## YOUR INSTRUCTIONS
Reproduce word for word the portion of the DFT adsorption text below that runs between "Fig. 6 DFT calculation" and "the Ni site.", inclusive.

## TEXT EXCERPT

>>

Fig. 6 DFT calculation based (a) optimized geometry of NCMS with an O₂ adsorption configuration over N-rGO during the ORR process and (b) optimized geometry of NCMS with an H₂O adsorption configuration over N-rGO during the OER process; (c and d) projected density of states of the adsorbed molecule and the Ni atoms in the NCMS/N-rGO with O₂ adsorption and H₂O adsorption over the Ni site.

In the case of the OER based on H₂O molecule adsorption energies, the Ni site showed a favorable binding energy of −0.464 eV (Fig. 6b). This is due to a very strong Ni–N interaction as we observe a decrease in Ni–O lengths, in the N-doped sample (2.10 Å) compared to the undoped one (2.3 Å). In the case of the Co site, the binding energy of the H₂O molecule is −0.415 eV and that for the Mn site is −1.10 eV (Table S3†). The more negative binding energy for the H₂O in Ni sites indicates that H₂O adsorbs more strongly there, and with a reduced Ni–O distance (2.10 Å) compared to other metal sites; therefore, this configuration is more favorable for the OER activity. When H₂O is attached to the sulfide part of NCMS, the binding energy is 5.81 eV. Thus, it is clear that Ni acts as the main active site in the mixed metal sulfides favoring bifunctional oxygen electrochemistry. Our calculation results are in agreement with the previous PDOS studies on single metal sulfite Ni₃S₂, indicating that mixed transition metal sulfides can alter the electronic status and improve the catalytic activity of NiS_x.⁶⁵ The Bader charges were calculated to understand the quantitative charge transfer between the cluster and adsorbates for the most favorable configurations. For the H₂O adsorbed on the rGO surface, the net Bader charge for the H₂O molecule is 0.0294 and that of the Ni atom to which it is bonded is 0.3464, indicating that both H₂O and Ni lose charge. Furthermore, the Mn and Co atoms bonded to this Ni atom also lose charge and the net Bader charges are 0.9637 and 0.5989 respectively, while the S atoms, on the other hand, gain charge (−0.385, −0.8575). The Bader charge calculated for the water molecule on top of the NrGO surface is 0.0185 and that of the N atom bonded to the H₂O is 0.4103. In this case also, the S atoms bonded to this Ni atom gain charge (−0.3992, −0.7630). This charge distribution ensures that the Ni site is favorable for the water adsorbate in both rGO and NrGO surfaces. The projected density of states analysis showed that the Ni orbitals hybridize with the H₂O molecule (Fig. 6d), improving the attachment. Fig. S15† shows the density of states for different sites of NCMS/NrGO-GF during the O₂ and H₂O adsorption.

<<

## SUPPLIED MATERIAL
>>

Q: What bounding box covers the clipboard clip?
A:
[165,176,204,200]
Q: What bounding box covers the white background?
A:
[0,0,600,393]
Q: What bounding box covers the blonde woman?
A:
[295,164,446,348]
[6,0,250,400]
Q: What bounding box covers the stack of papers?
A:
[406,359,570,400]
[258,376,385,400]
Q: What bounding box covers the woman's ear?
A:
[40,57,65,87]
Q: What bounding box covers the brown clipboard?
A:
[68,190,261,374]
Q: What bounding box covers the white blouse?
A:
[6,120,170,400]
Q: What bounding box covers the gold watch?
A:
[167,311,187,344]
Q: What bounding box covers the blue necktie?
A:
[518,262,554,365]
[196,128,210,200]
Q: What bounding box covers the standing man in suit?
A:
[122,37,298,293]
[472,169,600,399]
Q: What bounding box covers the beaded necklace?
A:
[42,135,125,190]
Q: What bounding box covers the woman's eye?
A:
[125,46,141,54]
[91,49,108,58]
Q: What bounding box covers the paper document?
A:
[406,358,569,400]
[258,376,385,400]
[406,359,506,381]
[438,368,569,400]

<<

## WRITTEN RESPONSE
Fig. 6 DFT calculation based (a) optimized geometry of NCMS with an O₂ adsorption configuration over N-rGO during the ORR process and (b) optimized geometry of NCMS with an H₂O adsorption configuration over N-rGO during the OER process; (c and d) projected density of states of the adsorbed molecule and the Ni atoms in the NCMS/N-rGO with O₂ adsorption and H₂O adsorption over the Ni site.